TEXT SEGMENT ::
A Tutorial for Bayesian Integrative Factor Models

Author

Mavis Liang

Published

January 10, 2025

Welcome

This is the tutorial to guide the use of Bayesian integrative factor models. Including naive methods Stack FA (Stacking data from all the studies and apply FA), Ind FA (applying FA to each study separatly), and advanced methods PFA (Perturbed Factor Analysis) (Roy et al. 2021), MOM-SS (Bayesian Factor Regression with the non-local spike-and-slab priors) (Avalos-Pacheco, Rossell, and Savage 2022), SUFA (Subspace Factor Analysis) (Chandra, Dunson, and Xu 2024), BMSFA (Bayesian Multi-study Factor Analysis) (De Vito et al. 2021) and Tetris (Grabski et al. 2023).

Full intro to the multi-study data and comparison for these methods can be found in the manuscript. Raw code can be found the the GitHub repository (https://github.com/Mavis-Liang/Bayesian_integrative_FA_tutorial/tree/main)

Quick start

Step 1: Prepare the package and data

# install.packages("remotes")
# remotes::install_github("rdevito/MSFA")
library(MSFA)

A small simulated data can be downloaded here:

A small simulated data (if it does not trigger instant download, you can go to the repo provided above and find it under folder RDS).

data <- readRDS("Data/sim_B_small.rds")

A glance at the data:

dim(data$Y_list[[1]])

[1] 50 20

For study 1, we have 50 samples and 20 features.

length(data$Y_list)

[1] 3

We have 3 studies in total.

sapply(data$Y_list, dim)

     [,1] [,2] [,3]
[1,]   50   50   50
[2,]   20   20   20

The second and third studies also have 50 samples and 20 features.

Step 2: Run BMSFA

fit1 <- MSFA::sp_msfa(data$Y_list, k = 5, j_s = c(4, 4, 4),
                      scaling = FALSE, centering = TRUE,
                      control = list(nrun = 5000, burn = 4000))

r= 1000 
r= 2000 
r= 3000 
r= 4000 
r= 5000

Step 3: Post-processing

We use sp_OP to apply orthogonal Procrustes rotation to the posterior samples of the common loading matrix \(\Phi\) and the study-specific loading matrices \(\Lambda_s\). The function sp_OP is from the MSFA package.

STORED DATA ::
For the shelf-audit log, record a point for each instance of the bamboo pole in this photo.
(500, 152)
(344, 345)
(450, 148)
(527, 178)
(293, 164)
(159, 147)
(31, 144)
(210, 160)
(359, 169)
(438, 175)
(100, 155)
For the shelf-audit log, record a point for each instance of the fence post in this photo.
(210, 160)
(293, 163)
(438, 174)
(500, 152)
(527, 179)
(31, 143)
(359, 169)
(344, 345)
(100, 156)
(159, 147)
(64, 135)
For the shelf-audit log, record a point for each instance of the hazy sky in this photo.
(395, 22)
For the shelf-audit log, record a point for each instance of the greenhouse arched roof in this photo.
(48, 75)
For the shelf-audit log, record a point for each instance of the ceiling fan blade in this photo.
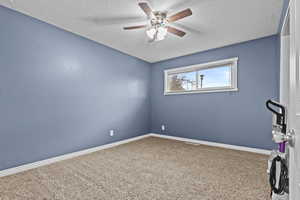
(146, 8)
(109, 21)
(180, 15)
(175, 31)
(134, 27)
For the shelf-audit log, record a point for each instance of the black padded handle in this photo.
(280, 115)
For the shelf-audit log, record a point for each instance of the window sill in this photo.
(202, 91)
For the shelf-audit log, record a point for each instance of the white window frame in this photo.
(233, 62)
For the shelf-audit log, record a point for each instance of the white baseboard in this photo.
(227, 146)
(33, 165)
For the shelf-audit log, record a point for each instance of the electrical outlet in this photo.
(111, 133)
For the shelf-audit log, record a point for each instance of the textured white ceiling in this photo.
(214, 23)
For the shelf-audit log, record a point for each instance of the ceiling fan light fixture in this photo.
(158, 33)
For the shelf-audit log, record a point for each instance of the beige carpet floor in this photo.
(151, 168)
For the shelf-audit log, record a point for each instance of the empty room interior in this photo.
(150, 100)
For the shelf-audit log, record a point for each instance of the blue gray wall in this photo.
(61, 93)
(238, 118)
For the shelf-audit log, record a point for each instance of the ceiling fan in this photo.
(159, 23)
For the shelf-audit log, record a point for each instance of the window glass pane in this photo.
(215, 77)
(182, 82)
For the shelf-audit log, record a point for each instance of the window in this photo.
(216, 76)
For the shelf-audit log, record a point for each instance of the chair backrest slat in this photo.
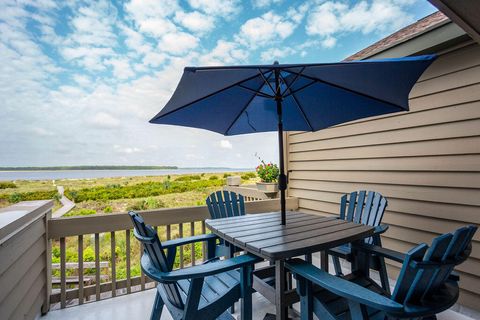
(359, 207)
(343, 206)
(224, 204)
(351, 205)
(157, 256)
(408, 273)
(425, 277)
(221, 204)
(366, 207)
(460, 237)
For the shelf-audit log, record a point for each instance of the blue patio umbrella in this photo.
(235, 100)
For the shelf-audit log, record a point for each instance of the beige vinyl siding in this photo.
(426, 162)
(24, 264)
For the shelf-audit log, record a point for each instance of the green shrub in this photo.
(88, 254)
(7, 185)
(32, 195)
(140, 190)
(248, 175)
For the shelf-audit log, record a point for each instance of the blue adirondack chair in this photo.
(425, 286)
(201, 292)
(366, 207)
(225, 204)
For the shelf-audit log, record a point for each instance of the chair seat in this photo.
(339, 306)
(214, 287)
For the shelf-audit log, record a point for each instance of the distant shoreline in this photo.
(70, 168)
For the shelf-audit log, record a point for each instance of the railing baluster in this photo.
(127, 259)
(63, 275)
(192, 233)
(114, 269)
(97, 266)
(142, 275)
(80, 269)
(204, 245)
(180, 235)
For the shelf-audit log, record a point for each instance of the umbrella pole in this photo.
(282, 178)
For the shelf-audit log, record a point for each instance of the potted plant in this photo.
(268, 173)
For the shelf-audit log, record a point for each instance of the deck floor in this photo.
(138, 306)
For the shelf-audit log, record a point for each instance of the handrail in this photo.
(68, 229)
(97, 223)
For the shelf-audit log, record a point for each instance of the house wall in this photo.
(426, 162)
(24, 260)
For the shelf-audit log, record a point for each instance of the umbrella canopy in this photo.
(235, 100)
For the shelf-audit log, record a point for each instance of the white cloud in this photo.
(265, 3)
(223, 8)
(178, 42)
(195, 21)
(82, 80)
(225, 144)
(104, 120)
(273, 54)
(263, 30)
(93, 38)
(225, 52)
(151, 17)
(121, 68)
(331, 19)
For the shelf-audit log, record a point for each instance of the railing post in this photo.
(48, 269)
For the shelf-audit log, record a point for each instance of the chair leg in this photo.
(383, 275)
(157, 308)
(246, 278)
(337, 266)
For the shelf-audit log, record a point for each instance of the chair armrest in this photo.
(342, 287)
(381, 229)
(454, 276)
(380, 251)
(183, 241)
(199, 271)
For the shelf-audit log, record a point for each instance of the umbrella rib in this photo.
(205, 97)
(258, 93)
(243, 109)
(352, 91)
(299, 89)
(299, 106)
(265, 80)
(293, 81)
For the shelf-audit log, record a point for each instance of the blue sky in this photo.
(79, 80)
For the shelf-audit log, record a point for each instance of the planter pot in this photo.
(267, 186)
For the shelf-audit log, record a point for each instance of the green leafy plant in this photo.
(268, 172)
(7, 184)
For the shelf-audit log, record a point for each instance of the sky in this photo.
(79, 80)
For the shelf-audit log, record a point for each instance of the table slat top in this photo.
(263, 234)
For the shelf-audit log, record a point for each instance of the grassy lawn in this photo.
(120, 194)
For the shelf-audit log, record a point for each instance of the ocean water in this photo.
(88, 174)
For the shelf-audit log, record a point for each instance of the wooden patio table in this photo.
(263, 234)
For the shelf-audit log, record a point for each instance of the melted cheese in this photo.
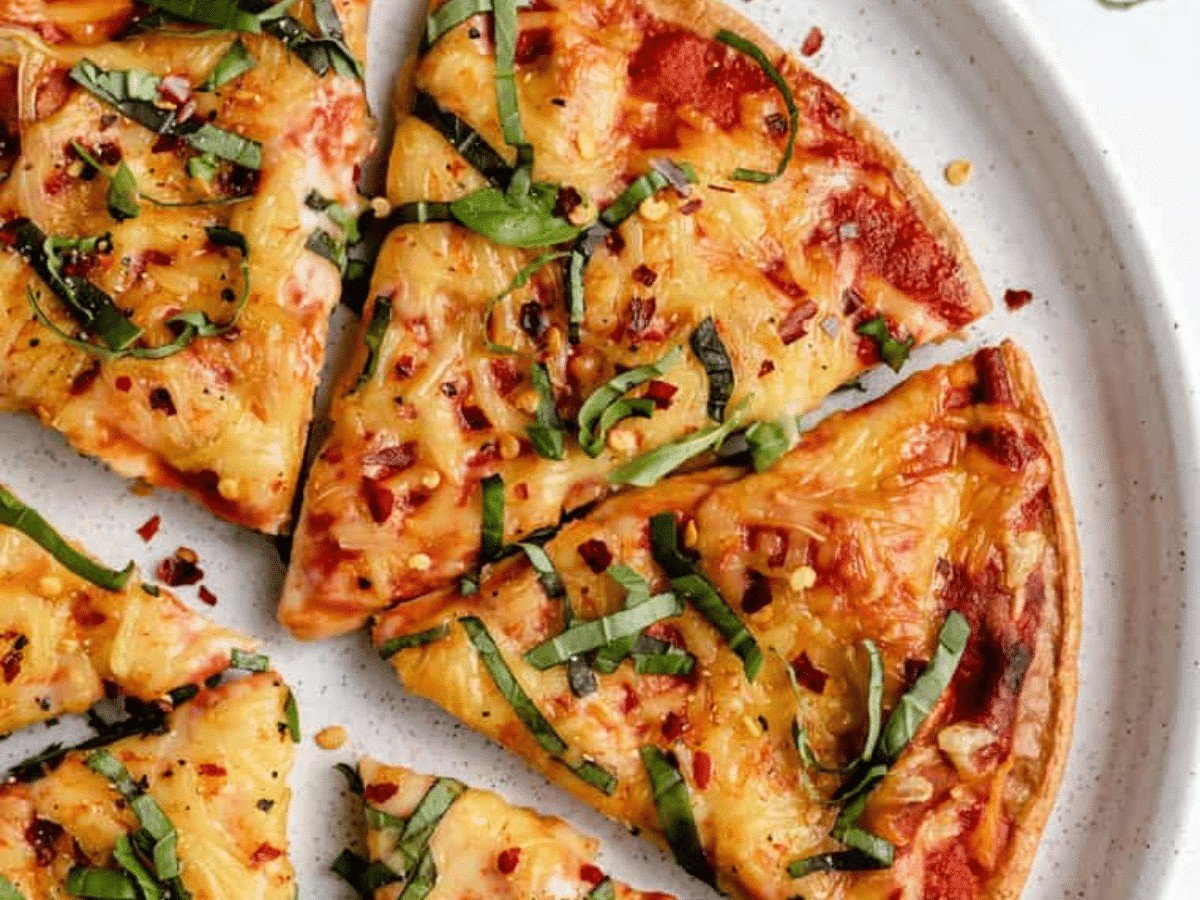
(61, 639)
(545, 858)
(239, 407)
(899, 511)
(220, 774)
(787, 270)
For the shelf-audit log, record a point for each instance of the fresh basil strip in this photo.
(407, 642)
(249, 661)
(894, 353)
(101, 883)
(381, 318)
(594, 634)
(234, 64)
(709, 349)
(466, 141)
(621, 209)
(133, 94)
(90, 306)
(592, 427)
(652, 466)
(793, 114)
(676, 817)
(25, 520)
(687, 580)
(527, 711)
(519, 281)
(917, 702)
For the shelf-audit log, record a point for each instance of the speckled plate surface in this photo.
(946, 79)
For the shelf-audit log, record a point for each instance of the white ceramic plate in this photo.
(946, 78)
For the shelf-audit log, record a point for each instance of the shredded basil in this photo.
(592, 419)
(527, 711)
(709, 349)
(687, 580)
(793, 114)
(381, 319)
(407, 642)
(894, 353)
(25, 520)
(676, 817)
(654, 465)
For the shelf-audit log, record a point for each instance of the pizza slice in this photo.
(179, 191)
(70, 627)
(451, 841)
(199, 810)
(625, 229)
(851, 675)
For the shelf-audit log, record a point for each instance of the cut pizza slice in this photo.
(199, 810)
(451, 841)
(174, 219)
(70, 627)
(851, 675)
(757, 245)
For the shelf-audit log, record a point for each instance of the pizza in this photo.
(459, 843)
(850, 675)
(72, 629)
(177, 201)
(208, 798)
(624, 228)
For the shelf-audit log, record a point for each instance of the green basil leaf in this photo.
(687, 580)
(709, 349)
(654, 465)
(676, 817)
(917, 702)
(592, 635)
(381, 319)
(406, 642)
(25, 520)
(894, 353)
(234, 64)
(793, 114)
(527, 711)
(592, 431)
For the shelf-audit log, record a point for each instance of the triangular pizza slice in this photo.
(439, 839)
(851, 675)
(179, 189)
(197, 811)
(707, 237)
(71, 627)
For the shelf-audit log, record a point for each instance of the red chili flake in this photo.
(379, 792)
(592, 874)
(660, 393)
(1017, 299)
(149, 528)
(757, 595)
(161, 401)
(808, 675)
(813, 42)
(645, 275)
(597, 555)
(673, 725)
(381, 499)
(264, 853)
(179, 569)
(507, 861)
(796, 324)
(82, 382)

DIRECTION :: Reproduce the passage of the Bayesian factor model tutorial above, from "Full intro to" up to and including "library(MSFA)".

REPLY TO THE TASK ::
Full intro to the multi-study data and comparison for these methods can be found in the manuscript. Raw code can be found the the GitHub repository (https://github.com/Mavis-Liang/Bayesian_integrative_FA_tutorial/tree/main)

Quick start

Step 1: Prepare the package and data

# install.packages("remotes")
# remotes::install_github("rdevito/MSFA")
library(MSFA)